▼

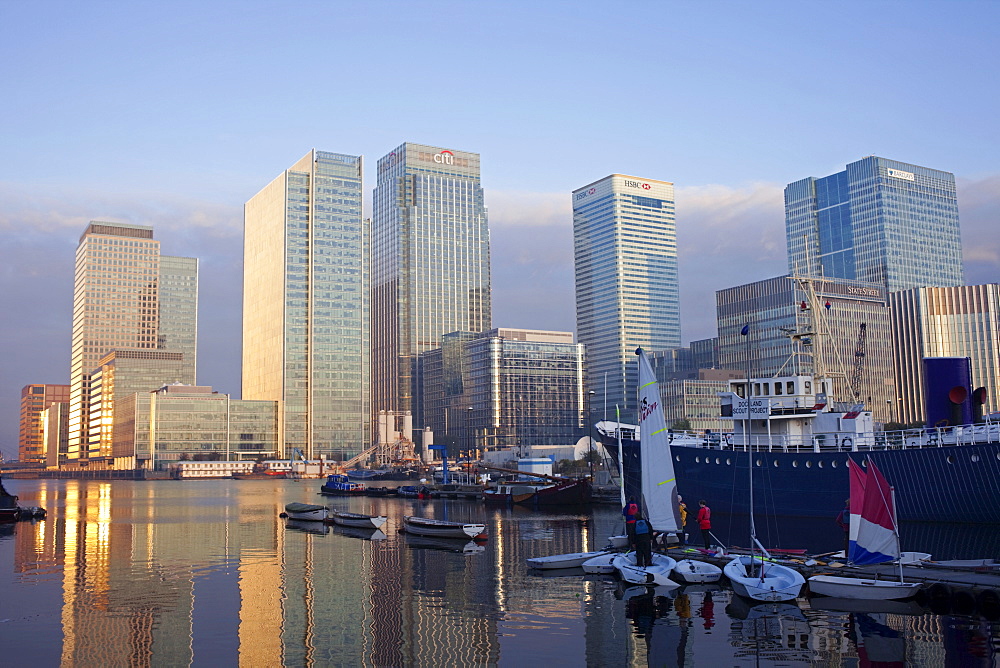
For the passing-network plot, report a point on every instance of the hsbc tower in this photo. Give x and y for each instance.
(627, 292)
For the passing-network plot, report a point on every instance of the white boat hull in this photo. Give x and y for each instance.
(693, 571)
(442, 529)
(358, 521)
(775, 582)
(862, 589)
(657, 574)
(600, 565)
(571, 560)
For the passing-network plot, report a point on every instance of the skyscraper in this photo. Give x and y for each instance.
(627, 293)
(879, 221)
(119, 296)
(306, 307)
(959, 321)
(431, 265)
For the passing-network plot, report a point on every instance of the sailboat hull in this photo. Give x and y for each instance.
(862, 589)
(776, 582)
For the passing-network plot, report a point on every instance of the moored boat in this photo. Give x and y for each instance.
(695, 571)
(423, 526)
(339, 484)
(657, 573)
(310, 512)
(357, 520)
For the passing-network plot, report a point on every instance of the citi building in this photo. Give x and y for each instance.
(627, 293)
(430, 265)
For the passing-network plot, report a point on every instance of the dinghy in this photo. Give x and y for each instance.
(695, 571)
(875, 541)
(571, 560)
(656, 574)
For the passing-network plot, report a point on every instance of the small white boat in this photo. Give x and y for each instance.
(306, 511)
(862, 588)
(600, 565)
(762, 580)
(423, 526)
(571, 560)
(657, 574)
(357, 520)
(694, 571)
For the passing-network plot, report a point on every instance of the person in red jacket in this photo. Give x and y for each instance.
(705, 523)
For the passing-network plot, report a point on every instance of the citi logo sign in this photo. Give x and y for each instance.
(444, 158)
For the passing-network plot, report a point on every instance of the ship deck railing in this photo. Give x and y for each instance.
(988, 432)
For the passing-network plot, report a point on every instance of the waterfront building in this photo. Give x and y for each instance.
(960, 321)
(505, 388)
(879, 221)
(35, 398)
(126, 296)
(778, 311)
(179, 422)
(306, 332)
(431, 265)
(627, 291)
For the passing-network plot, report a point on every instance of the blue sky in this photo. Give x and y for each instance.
(173, 114)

▲

ASSIGNED TASK:
Set down the material above exactly as written, but not the pictures.

RESULT BELOW:
For the passing-network plot, report a point on every instance of the hsbc tower in this photo. Give x and y for each instance.
(627, 292)
For the passing-network plot, report a point on every instance of the white boat hull in this photo. Give x and y for each instance.
(693, 571)
(442, 529)
(358, 521)
(775, 582)
(862, 589)
(657, 574)
(600, 565)
(571, 560)
For the passing-network plot, report a point on every instance of the skyscraper in this photo. Give x and y for each instance.
(627, 293)
(879, 221)
(119, 296)
(306, 307)
(959, 321)
(431, 265)
For the passing-network plot, report a point on every instance of the sailboat hull in this photo. Give x and y for each instance.
(862, 589)
(776, 582)
For the passing-network plot, report a point on every instance of the moored boat in this photo. Give x and y for each instance.
(695, 571)
(423, 526)
(339, 484)
(657, 573)
(310, 512)
(357, 520)
For the passing-network plot, report a point on every instance of the citi building in this photo. Give x and y for each instance.
(627, 293)
(430, 265)
For the passing-network plot, report a point on every instance of the dinghy in this photo. Give x and y for each instance.
(695, 571)
(875, 541)
(571, 560)
(656, 574)
For the passing-network plot, report a point on every instance of the small white boat in this photo. Give x and y for each instance.
(306, 511)
(862, 588)
(600, 565)
(762, 580)
(423, 526)
(571, 560)
(657, 574)
(357, 520)
(694, 571)
For the passing-network plot, report a point on every instance of the person in red jacket in this photo. Give x and y for each instance.
(705, 523)
For the passing-network plot, report a point on every instance of the citi logo sign in this photo. Give x and y for each instance.
(444, 158)
For the passing-network plot, report a point on every instance of the ship deck railing in this photo. Give x and y for each instance.
(988, 432)
For the passing-network plot, report a point on every instance of the waterfront building in this photo. Give x and y for each instance.
(960, 321)
(505, 388)
(879, 221)
(35, 398)
(126, 296)
(778, 311)
(179, 422)
(306, 332)
(431, 265)
(627, 291)
For the passing-network plot, report a point on every instance of the blue sky in this photo. Give x and y for each instance.
(173, 114)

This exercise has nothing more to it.